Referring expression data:
===============
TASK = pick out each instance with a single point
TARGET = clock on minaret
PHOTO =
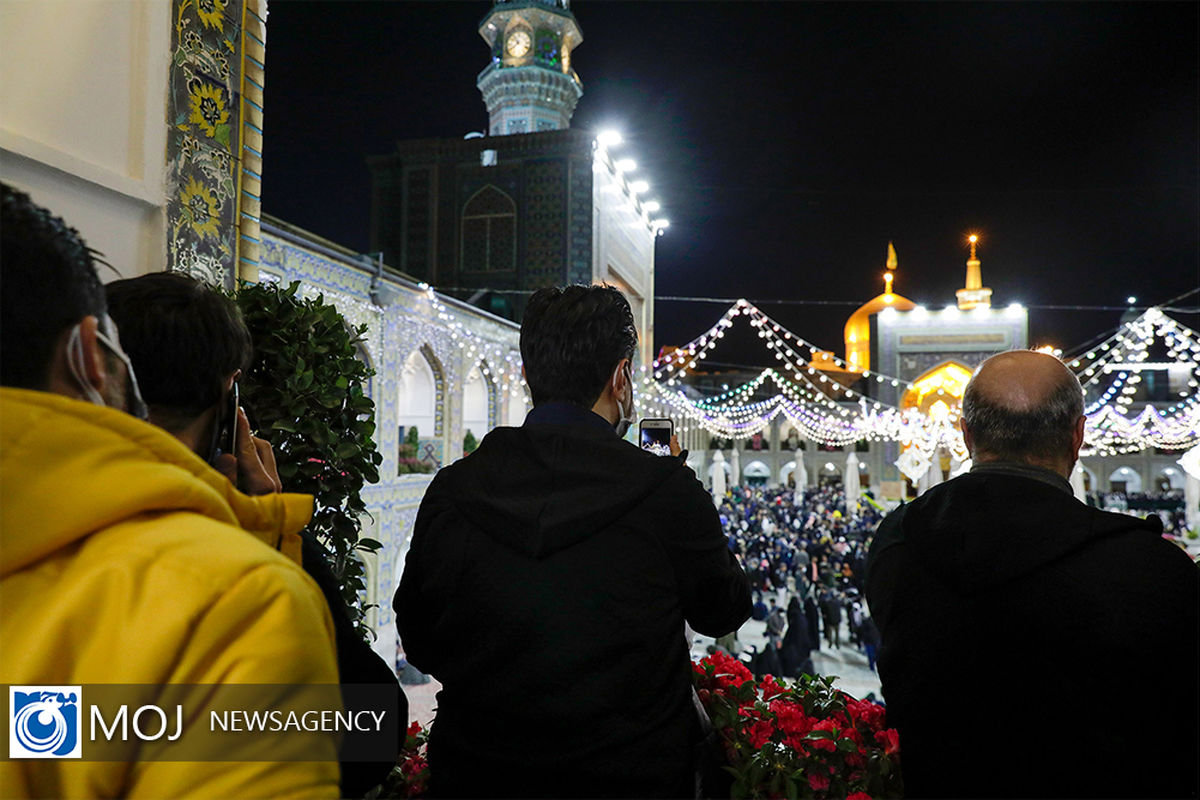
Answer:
(519, 43)
(529, 85)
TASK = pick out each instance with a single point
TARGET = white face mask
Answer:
(108, 337)
(628, 416)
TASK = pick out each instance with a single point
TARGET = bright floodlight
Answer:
(610, 138)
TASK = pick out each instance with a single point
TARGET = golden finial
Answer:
(975, 294)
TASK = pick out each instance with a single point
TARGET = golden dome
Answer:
(858, 326)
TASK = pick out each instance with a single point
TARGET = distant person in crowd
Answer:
(124, 558)
(1007, 608)
(869, 636)
(189, 346)
(831, 611)
(551, 573)
(775, 623)
(759, 611)
(797, 648)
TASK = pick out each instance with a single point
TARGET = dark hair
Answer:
(49, 283)
(571, 338)
(184, 337)
(1038, 433)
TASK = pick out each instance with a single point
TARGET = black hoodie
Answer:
(546, 587)
(1033, 645)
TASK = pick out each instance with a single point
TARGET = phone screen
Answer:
(655, 435)
(229, 426)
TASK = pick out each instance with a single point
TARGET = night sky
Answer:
(790, 142)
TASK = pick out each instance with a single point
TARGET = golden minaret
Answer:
(975, 294)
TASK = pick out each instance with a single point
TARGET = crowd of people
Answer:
(145, 541)
(805, 555)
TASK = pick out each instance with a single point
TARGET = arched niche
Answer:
(478, 403)
(420, 400)
(1125, 479)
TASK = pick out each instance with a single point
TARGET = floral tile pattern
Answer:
(203, 145)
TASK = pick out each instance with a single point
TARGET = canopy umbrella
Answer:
(1077, 482)
(852, 485)
(1191, 464)
(717, 475)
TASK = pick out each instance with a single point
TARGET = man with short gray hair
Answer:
(1033, 645)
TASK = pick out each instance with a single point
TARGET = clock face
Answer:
(519, 43)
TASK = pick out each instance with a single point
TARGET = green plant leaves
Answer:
(305, 391)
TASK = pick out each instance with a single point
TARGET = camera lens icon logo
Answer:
(43, 721)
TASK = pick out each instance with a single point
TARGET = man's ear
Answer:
(623, 374)
(94, 364)
(966, 437)
(1077, 438)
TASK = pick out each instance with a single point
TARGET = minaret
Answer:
(529, 85)
(975, 294)
(893, 263)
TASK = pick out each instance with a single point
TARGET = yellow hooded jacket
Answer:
(126, 559)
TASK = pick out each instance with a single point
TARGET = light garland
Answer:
(834, 415)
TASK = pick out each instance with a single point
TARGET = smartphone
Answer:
(227, 428)
(655, 435)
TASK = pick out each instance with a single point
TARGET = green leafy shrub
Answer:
(305, 392)
(408, 462)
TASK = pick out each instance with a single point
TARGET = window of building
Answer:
(489, 232)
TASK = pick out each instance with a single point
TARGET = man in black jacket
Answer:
(550, 576)
(1033, 645)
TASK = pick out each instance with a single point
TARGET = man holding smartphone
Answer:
(550, 577)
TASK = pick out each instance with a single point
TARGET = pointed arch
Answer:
(942, 384)
(478, 401)
(421, 394)
(489, 232)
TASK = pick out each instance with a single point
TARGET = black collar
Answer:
(567, 414)
(1024, 470)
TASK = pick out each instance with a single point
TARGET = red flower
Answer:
(760, 733)
(772, 687)
(867, 713)
(889, 739)
(791, 717)
(827, 745)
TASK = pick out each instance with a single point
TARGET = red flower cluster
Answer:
(799, 739)
(411, 777)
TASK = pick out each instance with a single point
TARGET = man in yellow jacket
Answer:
(125, 558)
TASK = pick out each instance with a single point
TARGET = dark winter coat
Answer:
(547, 584)
(1033, 645)
(358, 665)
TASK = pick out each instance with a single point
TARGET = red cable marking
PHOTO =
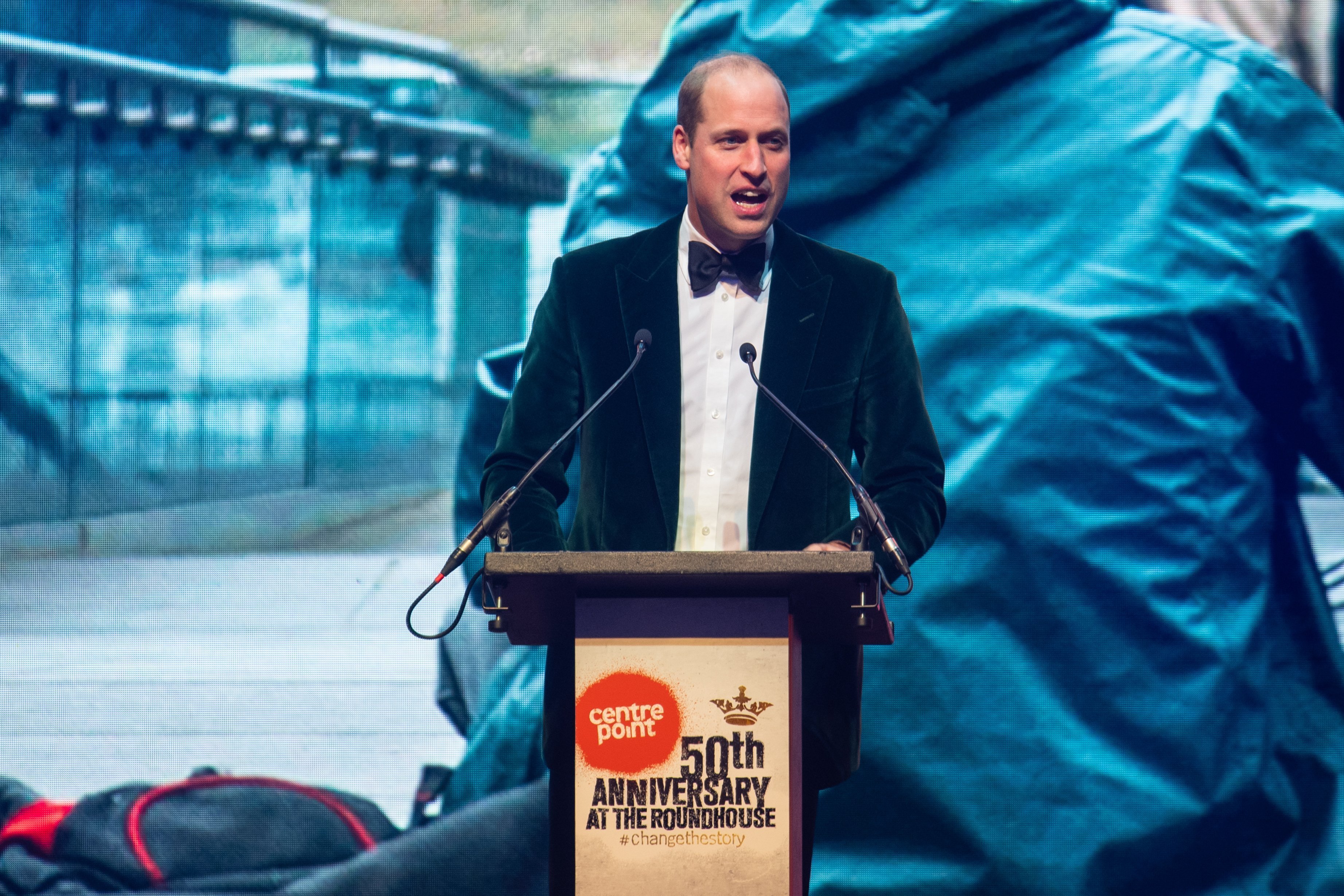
===============
Work request =>
Check each line of the entries above for the string "crowd", and return those that contain it.

Response area =>
TARGET = distant person in crowd
TARGET = crowd of people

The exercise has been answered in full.